Member of the U.S. House of Representatives from Georgia's 10th district
- In office January 3, 2015 – January 3, 2023
- Preceded by: Paul Broun
- Succeeded by: Mike Collins

Personal details
- Born: Jody Brownlow Hice April 22, 1960 (age 65) Atlanta, Georgia, U.S.
- Party: Republican
- Spouse: Dee Dee Hice ​(m. 1983)​
- Children: 2
- Education: Asbury University (BA) Southwestern Baptist Theological Seminary (MDiv) Luther Rice College and Seminary (DMin)

= Jody Hice =

American politician and radio host (born 1960)

Jody Brownlow Hice (born April 22, 1960) is an American politician, radio show host, and political activist who served as the U.S. representative for Georgia's 10th congressional district from 2015 to 2023. He is a member of the Republican Party.

- Task goal -
Please extend the Jody Hice article past its last sentence.

- Dataset extract -

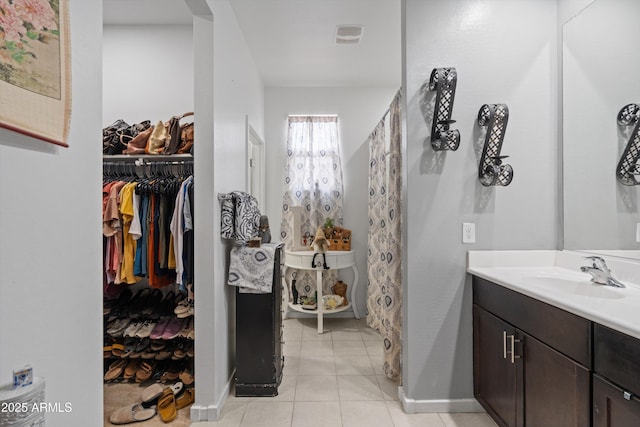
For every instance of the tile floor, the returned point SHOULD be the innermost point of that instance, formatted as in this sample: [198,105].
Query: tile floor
[333,379]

- Answer space -
Hice was a candidate in the 2022 Georgia Secretary of State election, running against incumbent Brad Raffensperger, a fellow Republican. Raffensperger refused to overturn the results of the 2020 presidential election in Georgia after former president Donald Trump and his Republican allies, including Hice, made baseless claims of fraud. After Hice announced his candidacy, Trump endorsed him. On May 24, 2022, he lost the primary to Raffensperger.

==Early life and education==
Hice is a native of Atlanta and received his Bachelor of Arts degree from Asbury College in Wilmore, Kentucky, a Master of Divinity degree from Southwestern Baptist Theological Seminary in Fort Worth, Texas, and a Doctor of Ministry degree from Luther Rice Seminary in Atlanta, Georgia.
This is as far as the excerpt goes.